__ABOUT THIS TASK__: Which lines of the entries below contain the string "outline"? Copy each one.
══ DATA UNDER STUDY
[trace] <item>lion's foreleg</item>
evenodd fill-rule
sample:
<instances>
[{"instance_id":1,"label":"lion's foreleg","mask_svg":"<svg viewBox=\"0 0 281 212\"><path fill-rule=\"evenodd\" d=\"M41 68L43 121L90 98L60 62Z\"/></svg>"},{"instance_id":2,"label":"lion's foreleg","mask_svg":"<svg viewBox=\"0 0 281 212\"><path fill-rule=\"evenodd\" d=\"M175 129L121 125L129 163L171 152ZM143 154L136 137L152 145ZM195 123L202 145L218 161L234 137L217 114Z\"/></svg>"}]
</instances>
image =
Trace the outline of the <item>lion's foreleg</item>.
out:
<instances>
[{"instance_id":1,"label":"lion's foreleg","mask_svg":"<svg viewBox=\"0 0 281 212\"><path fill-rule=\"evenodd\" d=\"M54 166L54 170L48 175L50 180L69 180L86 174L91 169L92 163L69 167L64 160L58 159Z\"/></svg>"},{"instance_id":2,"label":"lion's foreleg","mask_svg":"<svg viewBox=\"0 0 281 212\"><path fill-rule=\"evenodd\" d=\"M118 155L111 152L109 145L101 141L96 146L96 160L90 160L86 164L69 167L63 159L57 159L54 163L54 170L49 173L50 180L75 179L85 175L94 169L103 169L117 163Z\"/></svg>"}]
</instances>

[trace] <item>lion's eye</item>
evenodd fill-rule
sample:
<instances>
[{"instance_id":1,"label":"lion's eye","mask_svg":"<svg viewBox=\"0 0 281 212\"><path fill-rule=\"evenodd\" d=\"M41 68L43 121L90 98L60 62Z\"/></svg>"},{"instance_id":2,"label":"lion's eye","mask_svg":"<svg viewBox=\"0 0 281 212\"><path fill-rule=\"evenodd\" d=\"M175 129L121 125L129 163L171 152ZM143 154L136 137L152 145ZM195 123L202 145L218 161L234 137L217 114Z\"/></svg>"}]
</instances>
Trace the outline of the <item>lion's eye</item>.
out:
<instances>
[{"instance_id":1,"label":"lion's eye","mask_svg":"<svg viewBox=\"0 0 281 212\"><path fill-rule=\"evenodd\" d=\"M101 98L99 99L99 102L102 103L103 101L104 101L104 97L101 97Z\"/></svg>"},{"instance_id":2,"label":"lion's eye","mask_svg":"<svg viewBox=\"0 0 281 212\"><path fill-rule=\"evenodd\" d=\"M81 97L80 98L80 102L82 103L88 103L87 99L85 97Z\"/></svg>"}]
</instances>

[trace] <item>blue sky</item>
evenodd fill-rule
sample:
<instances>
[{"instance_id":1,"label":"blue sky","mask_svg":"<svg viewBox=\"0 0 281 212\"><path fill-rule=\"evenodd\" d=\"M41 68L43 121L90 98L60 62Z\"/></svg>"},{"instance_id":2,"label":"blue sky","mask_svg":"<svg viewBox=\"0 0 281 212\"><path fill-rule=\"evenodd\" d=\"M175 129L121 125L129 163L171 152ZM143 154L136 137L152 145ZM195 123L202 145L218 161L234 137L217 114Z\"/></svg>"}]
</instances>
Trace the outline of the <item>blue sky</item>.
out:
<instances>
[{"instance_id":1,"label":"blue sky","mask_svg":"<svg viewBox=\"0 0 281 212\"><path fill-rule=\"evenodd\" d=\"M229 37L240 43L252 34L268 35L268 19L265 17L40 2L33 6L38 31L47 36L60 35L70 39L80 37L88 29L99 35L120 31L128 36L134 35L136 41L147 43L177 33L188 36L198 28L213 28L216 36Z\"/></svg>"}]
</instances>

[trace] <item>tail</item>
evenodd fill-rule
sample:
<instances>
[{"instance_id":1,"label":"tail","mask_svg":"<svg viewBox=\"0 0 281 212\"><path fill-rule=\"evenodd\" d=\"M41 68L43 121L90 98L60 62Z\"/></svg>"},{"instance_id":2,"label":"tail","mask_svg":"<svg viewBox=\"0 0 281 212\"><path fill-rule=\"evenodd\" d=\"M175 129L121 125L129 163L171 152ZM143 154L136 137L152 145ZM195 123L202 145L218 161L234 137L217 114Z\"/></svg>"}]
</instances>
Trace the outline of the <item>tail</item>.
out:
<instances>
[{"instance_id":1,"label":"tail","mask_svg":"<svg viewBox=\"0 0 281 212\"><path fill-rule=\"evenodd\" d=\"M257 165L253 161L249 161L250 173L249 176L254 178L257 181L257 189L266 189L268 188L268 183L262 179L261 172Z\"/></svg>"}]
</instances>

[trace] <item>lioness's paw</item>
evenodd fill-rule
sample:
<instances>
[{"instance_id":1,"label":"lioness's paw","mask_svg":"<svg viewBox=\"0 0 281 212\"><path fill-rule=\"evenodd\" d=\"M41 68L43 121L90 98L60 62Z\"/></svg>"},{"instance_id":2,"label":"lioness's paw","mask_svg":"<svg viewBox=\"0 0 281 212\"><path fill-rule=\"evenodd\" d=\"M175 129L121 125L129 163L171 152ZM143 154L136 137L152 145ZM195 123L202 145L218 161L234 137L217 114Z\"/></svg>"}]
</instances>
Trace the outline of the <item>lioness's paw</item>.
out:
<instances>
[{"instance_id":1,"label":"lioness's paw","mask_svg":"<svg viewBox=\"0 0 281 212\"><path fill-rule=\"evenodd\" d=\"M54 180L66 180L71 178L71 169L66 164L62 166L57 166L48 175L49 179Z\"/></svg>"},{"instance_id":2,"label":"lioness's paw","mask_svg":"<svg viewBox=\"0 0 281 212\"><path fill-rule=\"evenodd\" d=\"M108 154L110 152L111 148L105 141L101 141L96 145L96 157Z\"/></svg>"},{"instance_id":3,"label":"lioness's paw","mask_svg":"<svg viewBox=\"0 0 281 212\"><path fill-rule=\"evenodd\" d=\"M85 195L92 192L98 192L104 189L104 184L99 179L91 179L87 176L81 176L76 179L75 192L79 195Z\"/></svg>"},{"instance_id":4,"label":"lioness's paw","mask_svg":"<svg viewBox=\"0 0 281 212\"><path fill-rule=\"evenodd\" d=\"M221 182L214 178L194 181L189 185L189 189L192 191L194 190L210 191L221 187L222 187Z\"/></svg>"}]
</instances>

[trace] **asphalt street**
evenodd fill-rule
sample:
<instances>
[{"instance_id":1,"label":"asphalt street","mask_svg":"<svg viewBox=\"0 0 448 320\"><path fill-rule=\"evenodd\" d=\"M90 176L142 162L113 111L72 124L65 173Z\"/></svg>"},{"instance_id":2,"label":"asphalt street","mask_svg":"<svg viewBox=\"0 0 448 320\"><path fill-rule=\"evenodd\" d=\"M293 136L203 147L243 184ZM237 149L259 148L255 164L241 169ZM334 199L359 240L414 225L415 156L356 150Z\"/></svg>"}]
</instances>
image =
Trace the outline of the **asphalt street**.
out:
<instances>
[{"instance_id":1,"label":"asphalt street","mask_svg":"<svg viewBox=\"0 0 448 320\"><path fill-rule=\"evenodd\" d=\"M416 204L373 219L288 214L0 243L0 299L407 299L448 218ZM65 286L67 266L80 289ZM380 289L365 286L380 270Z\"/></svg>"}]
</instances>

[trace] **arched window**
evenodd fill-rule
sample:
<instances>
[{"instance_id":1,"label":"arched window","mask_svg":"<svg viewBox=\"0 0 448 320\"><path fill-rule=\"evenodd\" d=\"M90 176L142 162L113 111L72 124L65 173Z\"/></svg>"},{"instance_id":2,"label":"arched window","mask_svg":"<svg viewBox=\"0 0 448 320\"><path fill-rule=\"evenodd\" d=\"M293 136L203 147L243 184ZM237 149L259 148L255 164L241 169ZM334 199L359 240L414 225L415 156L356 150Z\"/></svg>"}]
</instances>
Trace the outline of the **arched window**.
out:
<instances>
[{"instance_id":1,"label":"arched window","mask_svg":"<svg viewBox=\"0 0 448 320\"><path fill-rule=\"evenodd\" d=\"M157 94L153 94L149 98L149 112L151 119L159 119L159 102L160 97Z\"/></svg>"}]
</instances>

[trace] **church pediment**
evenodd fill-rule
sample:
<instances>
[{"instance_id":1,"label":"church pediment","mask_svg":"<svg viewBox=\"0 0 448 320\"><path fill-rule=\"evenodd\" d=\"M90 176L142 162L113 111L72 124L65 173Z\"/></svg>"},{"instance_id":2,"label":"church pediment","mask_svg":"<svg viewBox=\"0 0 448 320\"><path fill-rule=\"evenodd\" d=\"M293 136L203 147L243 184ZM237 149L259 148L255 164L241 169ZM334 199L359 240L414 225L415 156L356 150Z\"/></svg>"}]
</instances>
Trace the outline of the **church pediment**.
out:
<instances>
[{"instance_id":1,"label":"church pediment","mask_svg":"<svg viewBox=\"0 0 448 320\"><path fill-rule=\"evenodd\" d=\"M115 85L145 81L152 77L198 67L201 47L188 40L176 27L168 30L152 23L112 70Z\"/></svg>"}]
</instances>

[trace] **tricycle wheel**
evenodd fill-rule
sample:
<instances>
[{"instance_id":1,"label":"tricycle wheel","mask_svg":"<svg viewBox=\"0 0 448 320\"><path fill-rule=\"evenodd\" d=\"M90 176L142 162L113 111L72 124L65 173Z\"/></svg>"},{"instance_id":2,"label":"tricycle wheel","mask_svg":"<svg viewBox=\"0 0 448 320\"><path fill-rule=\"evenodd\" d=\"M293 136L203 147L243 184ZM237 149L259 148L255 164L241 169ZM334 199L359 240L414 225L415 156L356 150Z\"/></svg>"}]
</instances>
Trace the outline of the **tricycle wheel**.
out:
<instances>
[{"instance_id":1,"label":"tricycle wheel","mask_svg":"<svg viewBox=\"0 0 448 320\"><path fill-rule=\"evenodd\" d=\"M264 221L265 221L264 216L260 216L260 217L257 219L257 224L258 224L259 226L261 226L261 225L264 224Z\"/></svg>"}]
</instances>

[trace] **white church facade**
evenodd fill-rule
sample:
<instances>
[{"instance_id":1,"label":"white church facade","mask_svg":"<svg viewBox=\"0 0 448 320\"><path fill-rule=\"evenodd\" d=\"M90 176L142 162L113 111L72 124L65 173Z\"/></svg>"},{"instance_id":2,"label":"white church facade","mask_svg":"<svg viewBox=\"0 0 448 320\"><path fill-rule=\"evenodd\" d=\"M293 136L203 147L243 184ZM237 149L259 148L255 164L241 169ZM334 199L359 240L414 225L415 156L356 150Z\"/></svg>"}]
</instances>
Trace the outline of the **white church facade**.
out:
════
__SOLVED PROBLEM__:
Trace the outline of the <item>lion's foreleg</item>.
Trace the outline of the <item>lion's eye</item>.
Trace the outline of the <item>blue sky</item>.
Trace the outline of the <item>tail</item>.
Trace the outline of the <item>lioness's paw</item>.
Trace the outline of the **asphalt street**.
Trace the outline of the **arched window**.
Trace the outline of the **church pediment**.
Trace the outline of the **tricycle wheel**.
Trace the outline of the **white church facade**.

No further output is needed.